■ **Try it**:
Filter these entries down to the lines that hold the word "clicks", and show each of them.

Saved entries
▽
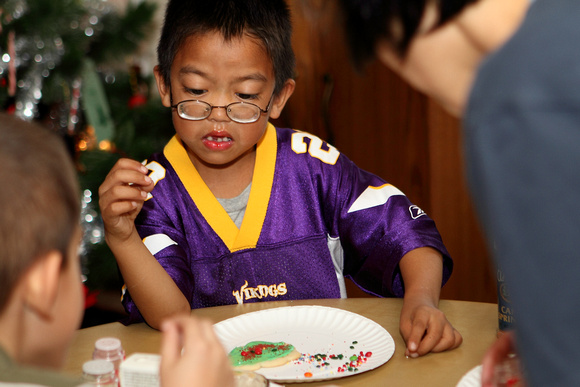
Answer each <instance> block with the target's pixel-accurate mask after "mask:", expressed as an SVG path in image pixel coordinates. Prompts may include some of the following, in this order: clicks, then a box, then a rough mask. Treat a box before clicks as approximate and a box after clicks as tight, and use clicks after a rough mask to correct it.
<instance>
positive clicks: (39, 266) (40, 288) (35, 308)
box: [24, 250, 63, 319]
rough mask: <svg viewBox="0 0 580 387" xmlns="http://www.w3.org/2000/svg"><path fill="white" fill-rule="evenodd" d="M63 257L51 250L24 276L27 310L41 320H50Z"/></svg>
mask: <svg viewBox="0 0 580 387" xmlns="http://www.w3.org/2000/svg"><path fill="white" fill-rule="evenodd" d="M62 263H63V256H62V254H61V253H60V252H59V251H56V250H52V251H50V252H49V253H47V254H46V255H44V256H43V257H42V258H39V259H38V260H37V261H36V262H35V263H34V264H33V265H32V267H31V268H30V269H28V271H27V272H26V273H25V275H24V281H25V282H24V292H25V293H24V300H25V303H26V306H27V308H28V309H29V310H31V311H33V312H34V313H36V314H37V315H38V317H39V318H42V319H52V318H53V317H54V316H52V308H53V306H54V304H55V302H56V297H57V293H58V287H59V281H60V275H61V269H62Z"/></svg>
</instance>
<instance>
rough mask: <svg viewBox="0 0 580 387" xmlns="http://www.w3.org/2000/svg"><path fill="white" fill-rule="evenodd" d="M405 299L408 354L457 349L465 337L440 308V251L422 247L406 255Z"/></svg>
mask: <svg viewBox="0 0 580 387" xmlns="http://www.w3.org/2000/svg"><path fill="white" fill-rule="evenodd" d="M399 268H400V270H401V275H402V277H403V282H404V284H405V296H404V299H403V309H402V310H401V320H400V323H399V328H400V330H401V335H402V336H403V339H404V340H405V342H406V343H407V350H406V352H405V355H407V356H410V357H417V356H422V355H425V354H427V353H429V352H442V351H445V350H449V349H454V348H457V347H458V346H459V345H460V344H461V342H462V341H463V338H462V337H461V334H460V333H459V332H458V331H457V330H456V329H455V328H453V326H452V325H451V324H450V323H449V321H447V318H446V317H445V315H444V314H443V312H441V311H440V310H439V309H438V304H439V294H440V291H441V278H442V271H443V260H442V257H441V254H439V252H437V250H435V249H432V248H430V247H420V248H418V249H415V250H412V251H410V252H408V253H407V254H405V255H404V256H403V258H402V259H401V261H400V263H399Z"/></svg>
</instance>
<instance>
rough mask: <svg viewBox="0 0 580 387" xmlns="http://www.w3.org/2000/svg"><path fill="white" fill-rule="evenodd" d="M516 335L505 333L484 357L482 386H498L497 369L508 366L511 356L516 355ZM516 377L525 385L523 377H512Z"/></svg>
mask: <svg viewBox="0 0 580 387" xmlns="http://www.w3.org/2000/svg"><path fill="white" fill-rule="evenodd" d="M515 341H516V339H515V334H514V332H513V331H510V332H505V333H503V334H502V335H501V336H500V337H499V338H498V339H497V340H496V341H495V342H494V343H493V344H492V345H491V347H489V348H488V350H487V352H486V353H485V356H484V357H483V366H482V370H481V385H482V386H483V387H488V386H489V387H492V386H497V385H498V383H497V382H498V380H496V369H497V368H499V367H502V365H505V364H507V362H508V361H509V359H510V355H512V354H515V353H516V345H515ZM511 376H512V377H516V378H517V379H519V381H520V382H521V383H522V384H523V380H521V375H519V374H518V375H511Z"/></svg>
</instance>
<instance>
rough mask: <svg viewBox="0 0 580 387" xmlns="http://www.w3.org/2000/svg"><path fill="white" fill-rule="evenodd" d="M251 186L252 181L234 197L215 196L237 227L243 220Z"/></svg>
△
■ **Output below**:
Answer each <instance> block with the target's pixel-accurate mask after "mask:", expressed as an SVG path in image pixel coordinates. Prompts may include some of the following, in this order: clicks, then a box, then a rough mask. Treat a box before clicks as approximate and a box after clicks as tight, and use clicks after a rough mask to correct it.
positive clicks: (39, 266) (40, 288) (35, 308)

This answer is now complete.